ТЕКСТ ДЛЯ ЧТЕНИЯ:
>>>>>

ЛЧ: Каждый раз по-разному. Когда мы предлагаем, когда нам предлагают.
СЧ: Иногда осознанно, иногда спонтанно выбираем темы, где герой как бы с обочины, герой как бы чужой в своей судьбе.

КК: Относите ли вы свои игровые фильмы к какому-то определенному стилю, направлению?

СЧ: Мы снимаем реалистические фильмы.
ЛЧ: Быть может, с некоторым уклоном в документализм. Мы любим камеру с рук, любим движение камеры, когда снимаешь, как бы подглядывая. Меньше любим визуальное кино, с выверенным кадром. Хотя иногда и этого тоже хочется. Обычное реалистическое кино. Никаких новых горизонтов в кинематографе открыть не удалось.

КК: Относите ли вы какие-то из своих фильмов к жанру, который в Израиле называют «бурекасом», «слоеным пирожком»?

ЛЧ: Бурекас — это такой жанр дешевого кино. В России такого, по-моему, навалом. Недорогое, быстро сделанное, простецкое кино. Бурекас — это как бы замена рейтингового кино, потому что сделать при малых бюджетах хорошее рейтинговое кино, кино американского пошиба, невозможно. Израильский кинематограф находится сейчас в приличном положении, фильмы получают премии на разных фестивалях, но только в области артхауса. Такое кино может обойтись не слишком большими деньгами. Но, как говорится, публика хочет другого — хочет боевиков, или мелодрам, или комедий из народной жизни — вот это и есть бурекас.

КК: Пытается ли израильский кинематограф равняться на голливудское массовое, кассовое кино?

ЛЧ: Нет, голливудское кино невозможно поднять на израильские бюджеты. У нас его заменяет дешевый бурекас.

<<<<<

СОХРАНЁННЫЕ ЗАПИСИ:
>>>>>

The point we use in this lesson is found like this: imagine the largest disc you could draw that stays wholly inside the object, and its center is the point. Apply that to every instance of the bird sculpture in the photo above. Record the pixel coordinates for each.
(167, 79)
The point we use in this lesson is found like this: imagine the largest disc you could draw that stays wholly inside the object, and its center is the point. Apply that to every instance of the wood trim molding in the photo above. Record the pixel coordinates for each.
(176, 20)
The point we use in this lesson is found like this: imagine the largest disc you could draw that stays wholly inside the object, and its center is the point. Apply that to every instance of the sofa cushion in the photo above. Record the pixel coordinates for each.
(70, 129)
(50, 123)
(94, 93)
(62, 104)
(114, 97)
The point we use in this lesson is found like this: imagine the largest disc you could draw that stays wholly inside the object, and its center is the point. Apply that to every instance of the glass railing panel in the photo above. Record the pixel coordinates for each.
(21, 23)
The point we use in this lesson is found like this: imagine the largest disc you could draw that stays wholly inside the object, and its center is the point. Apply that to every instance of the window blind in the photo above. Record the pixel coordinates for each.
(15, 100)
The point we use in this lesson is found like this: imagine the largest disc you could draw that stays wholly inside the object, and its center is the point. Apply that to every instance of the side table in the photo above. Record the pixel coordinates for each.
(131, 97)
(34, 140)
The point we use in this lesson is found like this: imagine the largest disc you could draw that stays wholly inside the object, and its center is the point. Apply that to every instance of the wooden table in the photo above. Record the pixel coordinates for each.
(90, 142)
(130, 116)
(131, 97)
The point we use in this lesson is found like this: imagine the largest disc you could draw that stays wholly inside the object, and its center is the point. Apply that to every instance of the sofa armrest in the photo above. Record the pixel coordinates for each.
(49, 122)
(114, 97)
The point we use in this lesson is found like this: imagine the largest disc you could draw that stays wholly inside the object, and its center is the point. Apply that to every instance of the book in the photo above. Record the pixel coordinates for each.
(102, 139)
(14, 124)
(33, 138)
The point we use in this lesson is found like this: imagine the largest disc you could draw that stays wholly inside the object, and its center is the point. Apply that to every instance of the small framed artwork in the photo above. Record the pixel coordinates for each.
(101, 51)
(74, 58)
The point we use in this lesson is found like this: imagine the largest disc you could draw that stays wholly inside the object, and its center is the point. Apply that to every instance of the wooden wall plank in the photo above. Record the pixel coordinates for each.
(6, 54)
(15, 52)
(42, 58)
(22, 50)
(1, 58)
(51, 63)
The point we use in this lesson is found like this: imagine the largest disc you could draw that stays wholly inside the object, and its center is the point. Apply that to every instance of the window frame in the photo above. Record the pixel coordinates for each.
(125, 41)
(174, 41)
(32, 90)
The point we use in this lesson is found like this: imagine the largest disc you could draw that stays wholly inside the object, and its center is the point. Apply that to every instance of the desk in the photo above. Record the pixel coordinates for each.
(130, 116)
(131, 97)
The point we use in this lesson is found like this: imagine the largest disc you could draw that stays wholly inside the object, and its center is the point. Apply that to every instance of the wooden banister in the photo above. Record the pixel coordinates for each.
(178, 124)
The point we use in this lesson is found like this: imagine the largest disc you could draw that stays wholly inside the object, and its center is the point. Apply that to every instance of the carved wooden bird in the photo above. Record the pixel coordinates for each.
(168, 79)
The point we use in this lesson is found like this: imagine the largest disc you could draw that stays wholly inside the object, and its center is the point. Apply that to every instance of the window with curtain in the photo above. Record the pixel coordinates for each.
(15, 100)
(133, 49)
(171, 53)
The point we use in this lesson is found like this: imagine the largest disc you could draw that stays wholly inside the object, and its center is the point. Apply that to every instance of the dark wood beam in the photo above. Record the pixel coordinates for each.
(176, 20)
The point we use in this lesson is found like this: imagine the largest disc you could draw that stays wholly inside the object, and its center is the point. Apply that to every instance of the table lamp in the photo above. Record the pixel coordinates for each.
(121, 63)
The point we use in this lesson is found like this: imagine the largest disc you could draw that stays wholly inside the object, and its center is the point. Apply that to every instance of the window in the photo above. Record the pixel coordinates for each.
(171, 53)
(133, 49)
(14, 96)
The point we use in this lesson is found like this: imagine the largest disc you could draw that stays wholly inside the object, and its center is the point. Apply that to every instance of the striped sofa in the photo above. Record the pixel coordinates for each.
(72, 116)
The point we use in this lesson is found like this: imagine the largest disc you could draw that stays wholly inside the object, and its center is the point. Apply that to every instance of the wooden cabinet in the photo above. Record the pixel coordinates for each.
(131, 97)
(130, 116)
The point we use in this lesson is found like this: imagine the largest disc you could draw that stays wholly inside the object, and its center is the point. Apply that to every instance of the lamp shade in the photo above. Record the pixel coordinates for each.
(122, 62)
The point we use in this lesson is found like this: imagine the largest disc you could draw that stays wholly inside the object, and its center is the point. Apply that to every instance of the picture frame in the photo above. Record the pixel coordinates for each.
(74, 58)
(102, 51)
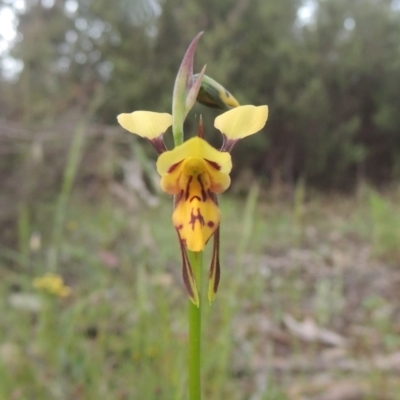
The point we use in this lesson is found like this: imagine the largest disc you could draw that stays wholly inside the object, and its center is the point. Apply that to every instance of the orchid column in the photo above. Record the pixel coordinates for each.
(194, 172)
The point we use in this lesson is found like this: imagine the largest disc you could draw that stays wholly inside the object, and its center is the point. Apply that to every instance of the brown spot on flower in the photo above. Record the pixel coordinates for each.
(203, 192)
(195, 197)
(173, 167)
(194, 218)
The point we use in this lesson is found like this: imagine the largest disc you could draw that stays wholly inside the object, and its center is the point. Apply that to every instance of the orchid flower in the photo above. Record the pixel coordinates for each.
(195, 172)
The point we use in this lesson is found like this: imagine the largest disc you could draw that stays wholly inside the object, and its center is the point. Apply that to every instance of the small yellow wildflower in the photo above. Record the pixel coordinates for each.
(52, 284)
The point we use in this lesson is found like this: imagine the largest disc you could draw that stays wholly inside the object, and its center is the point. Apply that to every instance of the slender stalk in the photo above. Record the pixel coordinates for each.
(196, 260)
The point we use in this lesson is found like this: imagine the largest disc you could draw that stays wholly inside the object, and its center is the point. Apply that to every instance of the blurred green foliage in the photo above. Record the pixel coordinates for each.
(327, 68)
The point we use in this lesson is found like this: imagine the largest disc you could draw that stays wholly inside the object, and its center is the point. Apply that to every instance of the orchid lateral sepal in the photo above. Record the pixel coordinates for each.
(215, 270)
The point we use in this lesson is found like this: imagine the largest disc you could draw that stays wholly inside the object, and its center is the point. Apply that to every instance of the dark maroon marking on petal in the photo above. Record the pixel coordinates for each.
(203, 192)
(173, 167)
(194, 218)
(187, 192)
(178, 198)
(212, 196)
(213, 164)
(227, 144)
(159, 144)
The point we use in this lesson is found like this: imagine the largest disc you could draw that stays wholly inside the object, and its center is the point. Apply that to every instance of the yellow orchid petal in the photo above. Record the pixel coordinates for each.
(197, 148)
(242, 121)
(196, 216)
(146, 124)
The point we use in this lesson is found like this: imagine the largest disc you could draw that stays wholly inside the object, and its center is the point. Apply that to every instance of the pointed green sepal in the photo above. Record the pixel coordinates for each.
(194, 91)
(213, 94)
(183, 83)
(188, 276)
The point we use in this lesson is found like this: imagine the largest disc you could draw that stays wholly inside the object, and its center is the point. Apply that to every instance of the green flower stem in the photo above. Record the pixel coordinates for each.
(196, 260)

<<<<<

ЧТО СДЕЛАТЬ:
A. Что, согласно интервью об израильском кино, заменяет в Израиле голливудское кассовое кино?
B. Продолжите интервью об израильском кино после его последней реплики.
Записи взяты из другого источника.

ОТВЕТЫ:
A. Дешевый бурекас.

B.
СЧ: К голливудскому, к такому нормально-коммерческо-большому историческому фильму, возможно, приближается лишь один израильский кинорежиссер — Амос Гитай. Потому что он умеет получать деньги за границей. Но он и живет за границей. Делает фильмы про войну – много танков в его фильмах!
ЛЧ: А вообще нет такой тенденции. У нас все камерное. Такое же маленькое, как Израиль.

КК: Феллини, характеризуя свою предварительную работу – «в уме» – над одним из фильмов, сказал, что он уже все сделал, осталось только снять фильм. А какая работа предшествует съемкам ваших фильмов?

ЛЧ: Ищешь героев, думаешь. Самое замечательное — когда думаешь про грядущий фильм. Это самое большое удовольствие. Никаких нет ограничений. А потом, когда начинаешь снимать, все рушится. А что остается — то и на экране.

КК: Рушится? Это снова связано с бюджетом?

ЛЧ: Не только с бюджетом. Когда думаешь о фильме, все, что представляешь, получается. А когда снимаешь — сопротивляется все: и техника ограничена, и возможности даже самых лучших актеров, и погода. И сомнения, сомнения.

КК: Почти половину жизни вы прожили в России, с тех пор живете в Израиле. Какую страну вы считаете настоящей родиной?

ЛЧ: Очень трудно сказать.
СЧ: Мы свыклись с Израилем. Психологически очень свыклись. И когда приезжаем в Россию, несмотря на то, что русский язык для нас более близкий, мы слышим его как свой, но все равно чувствуем себя иностранцами.
ЛЧ: Мы тут давно уже не живем и не понимаем российской жизни. А на иврите мы говорим плохо, читаем мало – только то, что надо, сценарий, например. Для удовольствия мы читаем по-русски. Но жизнь в Израиле нам ближе.
СЧ: Россию я не любил. Советскую Россию.
ЛЧ: Мы и кино то не любили. Да и сейчас, когда я смотрю советское кино — оно меня отталкивает. Даже его лучшие образцы.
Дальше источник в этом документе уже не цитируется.